### [Do this]
Can you return every line of the entries below word for word, leaving out the pictures?

### [Raw records]
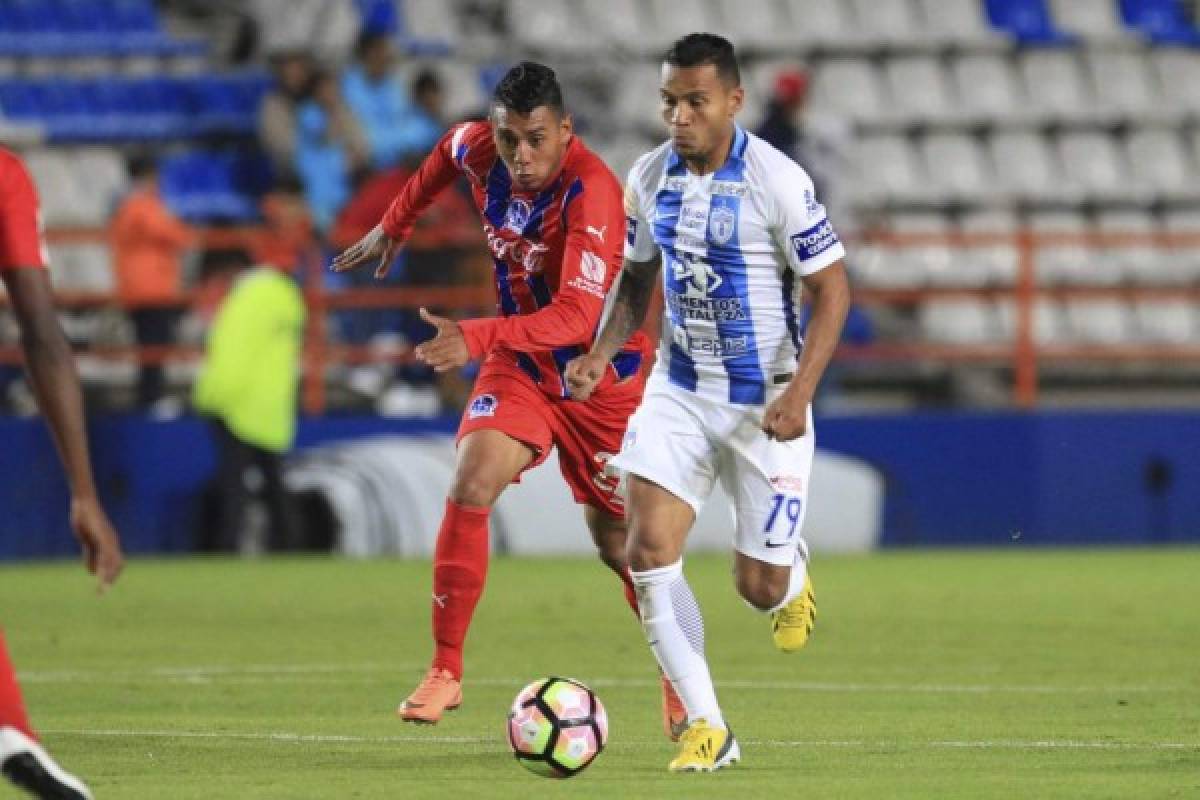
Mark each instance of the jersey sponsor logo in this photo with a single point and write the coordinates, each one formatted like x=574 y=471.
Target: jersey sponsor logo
x=814 y=241
x=483 y=405
x=721 y=222
x=517 y=216
x=729 y=188
x=528 y=254
x=592 y=271
x=717 y=347
x=699 y=277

### [Output for this exercise]
Mark each instance of the jersey sponsor logo in this photo with a single point and write the coordinates, each one formatted like x=574 y=471.
Target: jersey sponsor logo
x=814 y=241
x=483 y=405
x=721 y=222
x=517 y=216
x=729 y=188
x=528 y=254
x=592 y=271
x=717 y=347
x=699 y=277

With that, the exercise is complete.